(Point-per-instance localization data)
━━━━━━━━━━━━━━━━━━━━━━━━━━━━━━
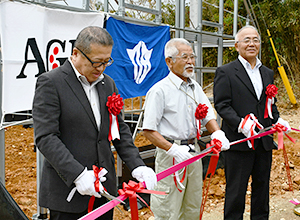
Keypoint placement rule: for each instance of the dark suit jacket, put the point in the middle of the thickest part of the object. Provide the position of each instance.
(235, 97)
(66, 134)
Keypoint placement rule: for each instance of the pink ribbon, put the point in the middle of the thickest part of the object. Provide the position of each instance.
(111, 204)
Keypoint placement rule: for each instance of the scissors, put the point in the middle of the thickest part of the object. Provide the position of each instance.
(265, 129)
(110, 197)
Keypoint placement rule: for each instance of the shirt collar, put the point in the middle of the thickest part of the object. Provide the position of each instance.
(177, 81)
(82, 78)
(247, 65)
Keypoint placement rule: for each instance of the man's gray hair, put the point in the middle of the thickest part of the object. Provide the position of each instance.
(93, 35)
(247, 26)
(171, 46)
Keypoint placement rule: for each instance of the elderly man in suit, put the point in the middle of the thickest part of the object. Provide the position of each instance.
(240, 99)
(71, 124)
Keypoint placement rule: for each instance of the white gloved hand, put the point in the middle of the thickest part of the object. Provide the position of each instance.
(85, 184)
(246, 130)
(179, 152)
(144, 173)
(285, 124)
(220, 135)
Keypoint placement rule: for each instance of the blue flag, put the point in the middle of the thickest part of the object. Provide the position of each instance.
(138, 54)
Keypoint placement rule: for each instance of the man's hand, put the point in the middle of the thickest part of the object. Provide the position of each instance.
(220, 135)
(285, 124)
(144, 173)
(246, 127)
(85, 184)
(179, 152)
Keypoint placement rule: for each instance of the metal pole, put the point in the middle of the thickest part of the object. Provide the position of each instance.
(220, 32)
(2, 136)
(158, 8)
(177, 18)
(199, 41)
(182, 17)
(235, 16)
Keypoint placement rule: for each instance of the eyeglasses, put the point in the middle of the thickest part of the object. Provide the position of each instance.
(98, 64)
(185, 57)
(247, 41)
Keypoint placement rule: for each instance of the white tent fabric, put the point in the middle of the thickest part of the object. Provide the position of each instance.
(35, 39)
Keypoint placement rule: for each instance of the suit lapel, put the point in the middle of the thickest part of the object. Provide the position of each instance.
(265, 81)
(77, 89)
(102, 99)
(243, 76)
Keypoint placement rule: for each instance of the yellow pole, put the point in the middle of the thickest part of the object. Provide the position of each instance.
(283, 74)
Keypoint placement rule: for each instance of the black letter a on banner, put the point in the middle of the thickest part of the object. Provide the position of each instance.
(38, 58)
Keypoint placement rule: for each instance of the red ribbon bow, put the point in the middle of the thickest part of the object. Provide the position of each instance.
(280, 130)
(97, 186)
(200, 113)
(271, 91)
(115, 105)
(217, 145)
(130, 190)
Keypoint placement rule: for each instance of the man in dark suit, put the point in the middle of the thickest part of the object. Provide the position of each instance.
(72, 124)
(240, 92)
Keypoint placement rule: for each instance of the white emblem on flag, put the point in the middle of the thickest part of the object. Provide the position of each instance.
(140, 58)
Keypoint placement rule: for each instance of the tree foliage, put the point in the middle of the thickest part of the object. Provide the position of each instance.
(282, 18)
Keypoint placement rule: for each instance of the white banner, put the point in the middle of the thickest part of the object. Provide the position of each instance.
(35, 39)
━━━━━━━━━━━━━━━━━━━━━━━━━━━━━━
**Assignment:** Please print all of the records above exactly, omitting each picture.

**Solution to the exercise:**
Keypoint placement rule: for each instance of the dark suit jacket, put the point in the middle of the thickest part of the object. Provide the position of each instance.
(235, 97)
(66, 134)
Keypoint placement rule: for each instance of the pink ribbon, put the point in the middle of the thickest part of the object. Provide the position of each instance.
(111, 204)
Keypoint placement rule: for each instance of the scissors, put the point in the middle of the thickest part of the object. Provide the position of each instance.
(265, 129)
(110, 197)
Keypoint placement rule: for each instance of the shirt collar, put the point in the middle of the thickest part of the object. Provide the position of each instance.
(177, 81)
(82, 78)
(247, 65)
Keypoint placement rule: for each instance of the man's gray hair, put the point in the middle of the thickest part of the object. Provide the position of each instance.
(93, 35)
(247, 26)
(171, 46)
Keypoint placement rule: for each instance of the elderly man in suit, put the point in the middle of the thickest part of the object. Provide the position of each instance.
(240, 99)
(71, 124)
Keypoint placement rule: for each instance of the white gloved hand, put the point in the middle of the thickest part of the object. Provide the position of each instance.
(85, 184)
(246, 130)
(179, 152)
(144, 173)
(285, 124)
(220, 135)
Keypoint placement rule: for each instance of the blue flag, put the point in the middle of the thickest part of the object. Provide the position of each instance.
(138, 54)
Keypoint placement rule: for each instance of the man's hand, put the point in the middle of the thickest part of the object. Provide the position of each instance.
(220, 135)
(285, 124)
(144, 173)
(246, 127)
(85, 184)
(179, 152)
Keypoint placement rule: for each instance of the metal pole, put the point in the middle of the thickest part of the object. Provide the position of each instance.
(220, 32)
(2, 136)
(158, 8)
(177, 18)
(199, 41)
(182, 17)
(235, 16)
Keypoint placement rule: for each instance of the eyeglasses, put the point in the middle of the thickest part of the object. Provide the position of each instance.
(98, 64)
(185, 57)
(247, 41)
Keypoint placement rule: for each instance of the white tent fabric, put the point in the middle of the thickest part of the object. Provide the position of each instance.
(35, 39)
Keypoint placement rule: for each instance of the suit lapel, put the point in the middle of the thickest part of the object. Provide the position of each instance.
(265, 81)
(77, 89)
(102, 99)
(243, 76)
Keypoint placement rule: for each instance of the yellow pole, put the point in the middle of the thickest part of the object. Provide the position of each instance.
(283, 74)
Keypoint placement rule: for each instance of the black letter a on banner, put the point in the middle of the thickest part of the object. Provide the position of each instance.
(38, 58)
Keypoint placement rule: for each instance of the red ribbon bow, put the point in the middle of the thickest part of the object. Provide the position of each instance.
(280, 130)
(97, 186)
(200, 113)
(271, 91)
(115, 105)
(217, 145)
(130, 190)
Keypoint placement rule: for each instance of the man in dark suit, put the point in the middle of the thickest part of the object. Provide the position of each instance.
(72, 124)
(240, 92)
Keypoint placement rule: for each instance of the white emblem on flag, put the point in the middle of the thickest part of the object. Provide the position of each instance.
(140, 58)
Keypoint placement rule: for each instance of the tree foliage, put the point in the middle of the thickest part of the object. Provide the position of each instance.
(282, 18)
Keypoint placement rule: for each instance of the white banner, put the point in the middle of the thickest part of the object. Provide the position of each instance.
(35, 39)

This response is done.